Problem: Could you write out the items below again, replacing "spot each instance" with "mark every instance" everywhere and changing nothing else, with the pictures left out?

Stored data:

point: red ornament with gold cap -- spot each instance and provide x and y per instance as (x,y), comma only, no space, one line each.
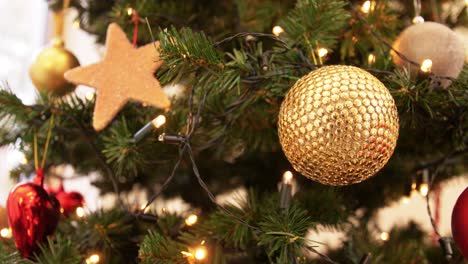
(32,214)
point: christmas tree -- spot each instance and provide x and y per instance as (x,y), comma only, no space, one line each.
(199,98)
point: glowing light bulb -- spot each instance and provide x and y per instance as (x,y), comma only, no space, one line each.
(366,7)
(426,66)
(93,259)
(76,24)
(424,189)
(186,254)
(200,253)
(418,20)
(287,177)
(371,59)
(384,236)
(191,220)
(322,52)
(89,95)
(277,30)
(405,200)
(6,233)
(159,121)
(79,212)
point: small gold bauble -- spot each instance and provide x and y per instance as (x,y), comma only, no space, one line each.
(432,41)
(47,70)
(338,125)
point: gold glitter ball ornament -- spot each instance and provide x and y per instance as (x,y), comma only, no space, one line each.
(338,125)
(47,70)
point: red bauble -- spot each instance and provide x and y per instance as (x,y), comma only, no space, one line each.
(69,201)
(460,223)
(32,215)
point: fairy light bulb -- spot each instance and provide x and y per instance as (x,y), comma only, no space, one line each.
(424,186)
(287,177)
(366,7)
(277,30)
(424,189)
(89,95)
(6,232)
(200,253)
(384,236)
(426,65)
(322,52)
(76,24)
(159,121)
(93,259)
(191,220)
(418,20)
(79,212)
(371,59)
(405,200)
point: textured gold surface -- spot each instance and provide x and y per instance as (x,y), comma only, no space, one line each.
(47,70)
(126,73)
(338,125)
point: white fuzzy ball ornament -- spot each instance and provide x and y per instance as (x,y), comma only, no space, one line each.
(432,41)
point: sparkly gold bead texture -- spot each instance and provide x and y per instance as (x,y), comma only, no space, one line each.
(338,125)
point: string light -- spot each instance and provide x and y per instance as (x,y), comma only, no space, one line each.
(187,254)
(80,212)
(287,177)
(93,259)
(366,7)
(424,186)
(418,20)
(426,66)
(384,236)
(277,30)
(322,52)
(371,59)
(200,253)
(424,189)
(191,220)
(76,24)
(405,200)
(6,233)
(159,121)
(89,95)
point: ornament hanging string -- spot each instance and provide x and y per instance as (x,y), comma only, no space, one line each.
(39,179)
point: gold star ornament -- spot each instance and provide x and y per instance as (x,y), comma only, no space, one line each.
(126,73)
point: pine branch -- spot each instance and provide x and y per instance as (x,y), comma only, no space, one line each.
(313,23)
(160,250)
(58,250)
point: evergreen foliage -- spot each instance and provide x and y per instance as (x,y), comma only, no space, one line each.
(234,75)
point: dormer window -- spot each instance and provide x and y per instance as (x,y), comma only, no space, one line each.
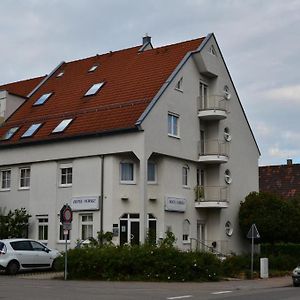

Exercise output:
point: red ornament with gold cap -- mark every instance and provide x and y per instance as (x,y), comma only, no space, one line each.
(32,214)
point: christmas tree -- mark every instance and provide x and y per instance as (x,y), comma only, no space, one line each.
(199,98)
point: glowing light bulb -- mark every instance and provide x and y per instance as (x,y), comma only, no space, one line each.
(366,7)
(426,66)
(93,259)
(76,24)
(424,189)
(186,254)
(200,253)
(418,20)
(287,177)
(371,59)
(384,236)
(191,220)
(322,52)
(89,95)
(277,30)
(405,200)
(6,233)
(159,121)
(79,212)
point: small gold bauble -- mark every instance and provide x and y per instance as (x,y), comma only, no space, one line each.
(432,41)
(47,70)
(338,125)
point: gold glitter ball ornament -- mark every instance and provide x and y per instance as (x,y), comma only, no space, one line each.
(338,125)
(47,70)
point: red bauble -- mark every instance and provide x and y per instance as (x,y), comma only, no space, one line each.
(69,201)
(460,223)
(32,215)
point: fairy light bulb -- mark every instance and provide x and y per instance as (x,y), comma only, no space, one line each.
(424,186)
(287,177)
(366,7)
(277,30)
(424,189)
(89,95)
(6,232)
(200,253)
(384,236)
(426,65)
(322,52)
(76,24)
(159,121)
(93,259)
(191,220)
(418,20)
(79,212)
(371,59)
(405,200)
point: textured gold surface -- mark every instance and provide x and y per instance as (x,y), comma only, no space, one line each.
(47,70)
(126,73)
(338,125)
point: white fuzzy ball ornament -- mark every instance and provide x and y per instance as (x,y), comma only, no space, one line each.
(432,41)
point: sparkly gold bead texture -- mark every instance and provide x and y per instance as (x,y), comma only, no space, one line each.
(338,125)
point: string light -- mark every instance and provide x and y per instance as (x,y), comma only, no space, one line each.
(187,254)
(80,212)
(287,177)
(93,259)
(366,7)
(424,186)
(418,20)
(426,66)
(384,236)
(277,30)
(322,52)
(371,59)
(200,253)
(424,189)
(191,220)
(76,24)
(405,200)
(6,233)
(159,121)
(89,95)
point: ornament hanging string -- mark every instance and provide x and y per instance as (x,y), comma only, no space, one line each.
(39,179)
point: gold star ornament -- mark every instance and provide x and y per instance as (x,y), comma only, no space, one line each.
(126,73)
point: pine branch -- mark every instance and provide x and y per instance as (x,y), comma only, no space, one line each.
(313,23)
(160,250)
(58,250)
point: evergreen foliage -- mark every instance and provide x and y per instance as (x,y), comma only, no space, one line each.
(234,75)
point: dormer window -- mark every instance and provide x and y per instance as (x,y), comma only, no space, one line each.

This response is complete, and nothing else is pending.